[Point placement data]
- - -

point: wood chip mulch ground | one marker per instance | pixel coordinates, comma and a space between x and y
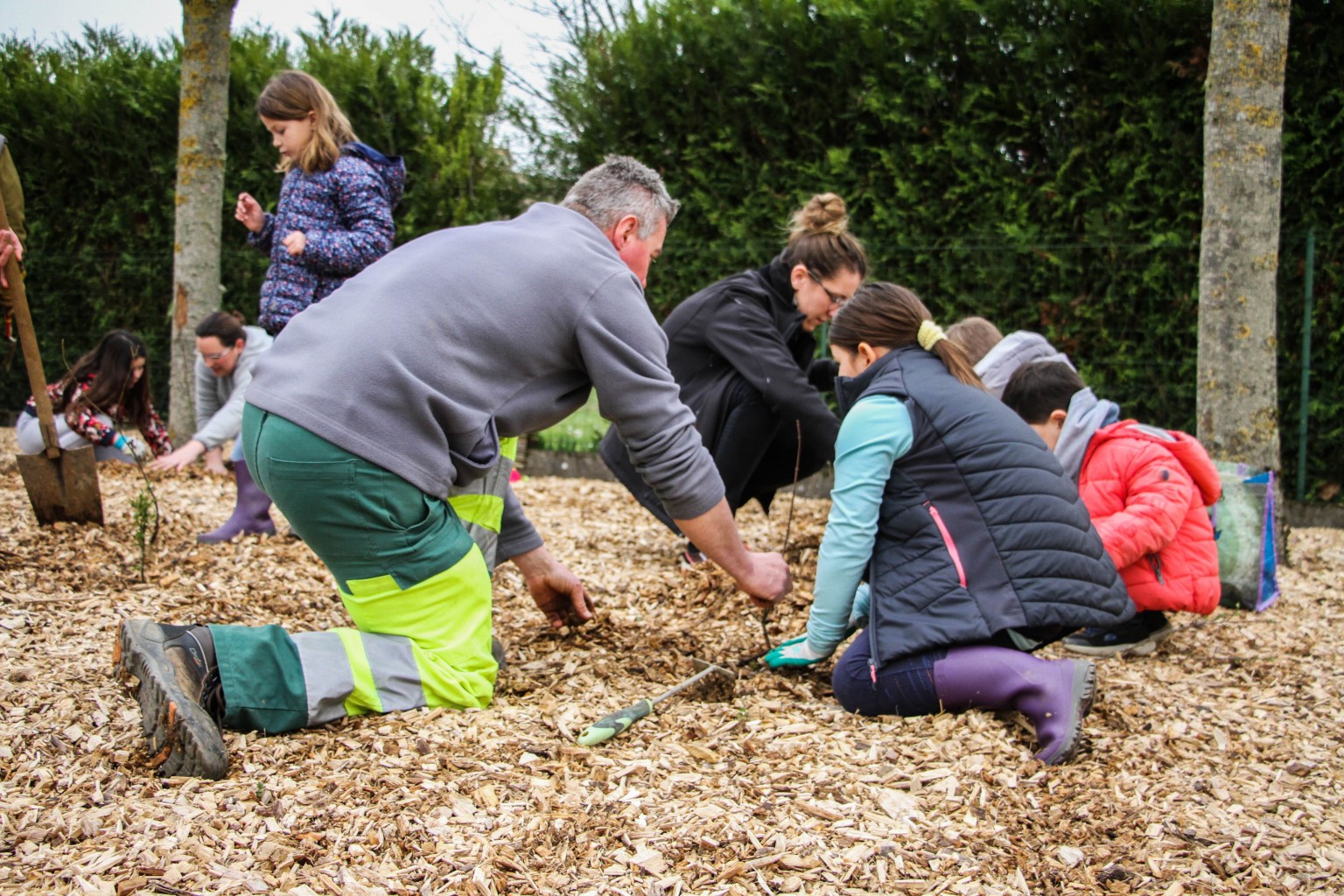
1210, 767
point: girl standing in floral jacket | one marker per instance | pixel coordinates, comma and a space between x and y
335, 213
105, 389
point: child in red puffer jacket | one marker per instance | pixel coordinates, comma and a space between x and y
1148, 492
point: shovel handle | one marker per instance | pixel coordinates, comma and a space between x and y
29, 340
614, 723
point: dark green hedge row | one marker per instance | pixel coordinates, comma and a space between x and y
1038, 163
93, 130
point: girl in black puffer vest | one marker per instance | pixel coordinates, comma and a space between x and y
973, 544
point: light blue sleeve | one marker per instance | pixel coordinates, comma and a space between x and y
872, 437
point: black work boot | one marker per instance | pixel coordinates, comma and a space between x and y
182, 699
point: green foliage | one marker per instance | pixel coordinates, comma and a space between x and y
144, 516
579, 431
1035, 161
92, 125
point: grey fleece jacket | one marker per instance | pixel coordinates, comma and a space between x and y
1086, 416
430, 355
1012, 351
220, 399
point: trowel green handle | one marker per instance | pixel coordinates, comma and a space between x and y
614, 723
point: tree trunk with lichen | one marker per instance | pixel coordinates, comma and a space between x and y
202, 122
1238, 262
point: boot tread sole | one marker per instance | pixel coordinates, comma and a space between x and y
182, 737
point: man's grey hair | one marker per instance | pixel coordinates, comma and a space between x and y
619, 187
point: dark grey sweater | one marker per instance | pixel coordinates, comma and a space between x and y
428, 358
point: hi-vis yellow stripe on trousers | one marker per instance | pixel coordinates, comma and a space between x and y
480, 506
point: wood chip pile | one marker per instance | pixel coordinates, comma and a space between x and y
1210, 767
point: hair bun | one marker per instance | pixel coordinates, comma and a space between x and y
824, 214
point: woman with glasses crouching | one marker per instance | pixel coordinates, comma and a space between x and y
226, 352
742, 351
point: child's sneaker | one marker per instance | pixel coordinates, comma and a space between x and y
1138, 637
691, 556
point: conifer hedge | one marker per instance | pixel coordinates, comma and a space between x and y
92, 125
1035, 161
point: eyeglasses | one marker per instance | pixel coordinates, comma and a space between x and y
835, 300
217, 355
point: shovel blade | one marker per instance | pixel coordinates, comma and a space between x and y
62, 489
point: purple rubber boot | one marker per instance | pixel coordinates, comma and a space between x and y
1053, 693
252, 512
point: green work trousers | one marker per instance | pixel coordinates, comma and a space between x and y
409, 574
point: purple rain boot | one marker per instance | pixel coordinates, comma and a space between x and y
1053, 693
252, 512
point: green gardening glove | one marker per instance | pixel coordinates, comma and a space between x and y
794, 653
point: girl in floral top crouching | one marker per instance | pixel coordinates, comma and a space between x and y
107, 389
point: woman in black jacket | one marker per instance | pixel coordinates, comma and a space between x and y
742, 351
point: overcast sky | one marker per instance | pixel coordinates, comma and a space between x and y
491, 24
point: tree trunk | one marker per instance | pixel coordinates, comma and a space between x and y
202, 122
1238, 262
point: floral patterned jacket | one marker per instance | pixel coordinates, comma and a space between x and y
346, 215
88, 422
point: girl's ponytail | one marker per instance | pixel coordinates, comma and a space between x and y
292, 95
890, 316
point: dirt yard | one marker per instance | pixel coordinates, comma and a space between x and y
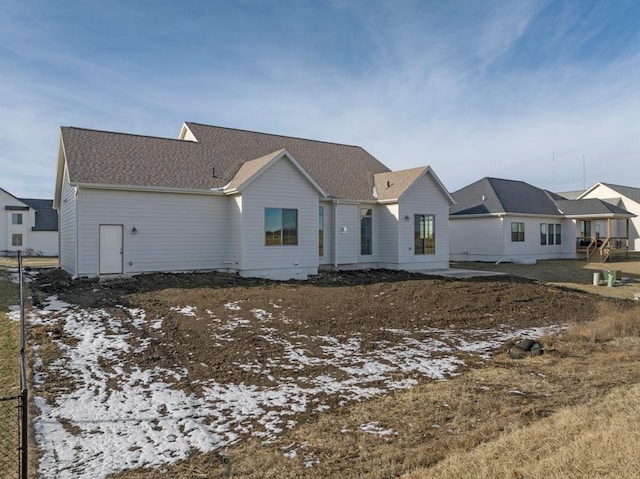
310, 346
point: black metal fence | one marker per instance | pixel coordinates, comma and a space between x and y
14, 410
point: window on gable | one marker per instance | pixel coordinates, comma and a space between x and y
280, 227
366, 231
517, 231
424, 232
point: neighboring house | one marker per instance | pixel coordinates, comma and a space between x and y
239, 201
506, 220
626, 197
29, 225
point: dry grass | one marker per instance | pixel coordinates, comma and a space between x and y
9, 340
600, 439
571, 273
611, 324
29, 261
538, 417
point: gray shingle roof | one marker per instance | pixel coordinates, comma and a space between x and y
591, 207
46, 216
342, 171
494, 195
107, 158
628, 191
391, 185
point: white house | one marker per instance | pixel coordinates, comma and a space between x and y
505, 220
29, 225
231, 200
626, 197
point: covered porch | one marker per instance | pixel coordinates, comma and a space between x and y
597, 245
602, 227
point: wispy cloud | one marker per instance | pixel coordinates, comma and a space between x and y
472, 88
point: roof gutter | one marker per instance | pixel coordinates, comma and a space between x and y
153, 189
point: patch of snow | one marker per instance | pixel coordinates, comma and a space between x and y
185, 310
115, 415
375, 428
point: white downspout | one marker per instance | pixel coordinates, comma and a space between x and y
335, 233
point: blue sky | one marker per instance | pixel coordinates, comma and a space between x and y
546, 92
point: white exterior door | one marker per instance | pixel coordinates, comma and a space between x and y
111, 249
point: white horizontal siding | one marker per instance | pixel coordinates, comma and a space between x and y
476, 239
175, 232
7, 229
388, 234
531, 248
282, 185
68, 226
45, 242
604, 192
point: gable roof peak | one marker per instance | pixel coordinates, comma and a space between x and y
241, 130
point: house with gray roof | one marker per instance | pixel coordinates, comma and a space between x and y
626, 197
506, 220
29, 225
251, 203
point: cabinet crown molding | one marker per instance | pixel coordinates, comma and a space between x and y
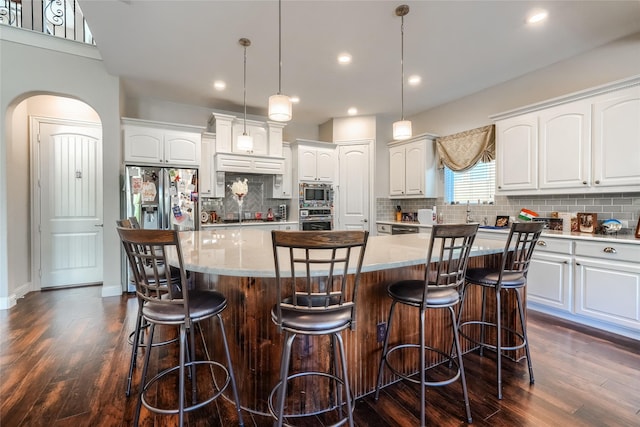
597, 90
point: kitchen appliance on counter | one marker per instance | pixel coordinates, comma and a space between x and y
404, 229
161, 199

- - -

Rewrite the data above as a two-column CSV with the headers "prompt" and "points." Each line beginning with "point:" gets its own row, paired with the coordinates listed under it. Put each field in quotes, turn line breaks into spaces, and leave the pictures out.

Result of this exercise:
prompt,points
"point: wood chip mulch ground | one marker per instance | pixel coordinates, comma and a space between x and y","1210, 767"
"point: girl standing in floral jacket | one marker per instance | pixel coordinates, comma and a space between x and y","335, 213 105, 389"
"point: child in red puffer jacket | one marker per instance | pixel coordinates, comma and a space between x and y","1148, 492"
"point: shovel handle | one marker per instance | pixel coordinates, comma and a space between x and y","29, 340 614, 723"
"point: dark green hedge row | one marker per instance | pixel coordinates, comma and a space between x and y","1038, 163 93, 130"
"point: girl in black puffer vest | one marker per instance | pixel coordinates, comma and a space between x and y","973, 544"
"point: light blue sleeve | one marker per instance | pixel coordinates, comma and a space between x and y","872, 437"
"point: black work boot | one marker per instance | pixel coordinates, comma and a space between x and y","182, 699"
"point: green foliage | one marker per instance | pixel coordinates, comma and a space between x and y","144, 516 579, 431 1035, 161 92, 125"
"point: grey fleece jacket | one marker per instance | pixel coordinates, comma and a space between x and y","1086, 416 430, 355 1012, 351 220, 399"
"point: trowel green handle | one marker per instance | pixel coordinates, comma and a space between x and y","614, 723"
"point: tree trunk with lichen | one marker per instance | pixel coordinates, comma and a space between x and y","202, 122 1238, 262"
"point: boot tread sole | one marker per instance | pixel coordinates, comma and a space between x and y","182, 737"
"point: man's grey hair | one marker per instance | pixel coordinates, comma and a space between x and y","619, 187"
"point: dark grey sweater | one marker per instance | pixel coordinates, comma and a space between x and y","428, 358"
"point: hi-vis yellow stripe on trousers | one marker per instance | pixel coordinates, comma and a space between x and y","480, 506"
"point: wood chip pile | one marker per instance | pixel coordinates, comma and a space between x and y","1210, 767"
"point: hair bun | one marker per instance | pixel coordinates, comma and a space between x and y","824, 214"
"point: woman with glasses crouching | one marker per instance | pixel coordinates, comma and a space between x and y","226, 352 742, 351"
"point: child's sneaker | one marker per instance | pixel coordinates, comma and a space between x and y","1138, 637 691, 556"
"point: conifer hedge | one marker per instance | pixel coordinates, comma and a space between x and y","92, 125 1035, 161"
"point: eyeglasses | one marker per instance | pixel coordinates, comma and a space between x and y","835, 300 217, 355"
"point: shovel blade | one marker per instance | pixel coordinates, comma and a space between x and y","62, 489"
"point: purple rubber boot | one marker per instance | pixel coordinates, comma and a space between x and y","1053, 693 252, 512"
"point: green work trousers | one marker per instance | pixel coordinates, comma and a space between x and y","409, 574"
"point: purple rain boot | one marker per instance | pixel coordinates, comma and a space between x and y","1053, 693 252, 512"
"point: green gardening glove | one marker per instance | pixel coordinates, comma and a space between x and y","794, 653"
"point: girl in floral top crouching | one marker per instance | pixel coordinates, comma and a space between x and y","107, 389"
"point: woman in black jacket | one marker per instance | pixel coordinates, comma and a space between x and y","742, 351"
"point: overcast sky | one marker per instance | pixel coordinates, comma and a space between x and y","491, 24"
"point: tree trunk | one marker per instance | pixel coordinates, comma and a space between x and y","202, 122 1238, 262"
"point: floral patterned jacket | one marker per instance | pixel coordinates, comma and a space between x and y","346, 215 88, 422"
"point: girl's ponytail | one marker per instance | pixel coordinates, comma and a space between x and y","292, 95 890, 316"
"point: dirt yard | one marker per instance | pixel coordinates, comma and a space between x and y","310, 346"
"point: black metal fence | one marker per instance | pixel coordinates, comma and a space between x and y","14, 410"
"point: window on gable | one marker per instance | pixel coordinates, comma and a space between x and y","280, 227 366, 231 517, 231 424, 232"
"point: neighboring house | one marker per instance | pixel coordinates, comma and a space between x and y","239, 201 506, 220 626, 197 29, 225"
"point: dry grass | one marker per instance | pixel coordinates, comma and a space between x and y","9, 340 600, 439 571, 273 611, 324 29, 261 538, 417"
"point: gray shingle roof | one marker per instance | pixel coordinates, comma and a space between x and y","591, 207 46, 216 342, 171 494, 195 107, 158 628, 191 391, 185"
"point: white house | one marker per instance | pixel coordinates, comma and a space between x and y","505, 220 29, 225 231, 200 626, 197"
"point: covered porch | one marker per instance | pixel coordinates, comma and a space between x and y","597, 245 602, 227"
"point: wispy cloud | one marker per instance | pixel coordinates, comma and a space between x and y","472, 88"
"point: roof gutter | one marker per instance | pixel coordinates, comma and a space between x and y","153, 189"
"point: patch of snow | one marker per instance | pixel coordinates, comma and a space between x and y","185, 310 115, 415 375, 428"
"point: white downspout | one marker per instance | pixel coordinates, comma and a space between x and y","335, 233"
"point: blue sky | one marker per instance | pixel coordinates, comma and a space between x and y","546, 92"
"point: white exterior door | one marker per instance | pixel coordinates, comma and a space between x and y","111, 249"
"point: white horizontal siding | one marker per instance | pixel coordinates, comma and a space between x and y","476, 239 175, 232 7, 229 388, 234 531, 248 282, 185 68, 226 45, 242 604, 192"
"point: gable roof peak | one marker per instance | pixel coordinates, comma and a space between x and y","241, 130"
"point: house with gray roof | one marker per instance | pixel coordinates, comma and a space between x and y","626, 197 506, 220 29, 225 251, 203"
"point: cabinet crown molding | one marker per instance | pixel coordinates, comma and a space between x and y","597, 90"
"point: kitchen appliance on counter | one marker per instance | pixel coordinates, comma and a space between x and y","404, 229 161, 199"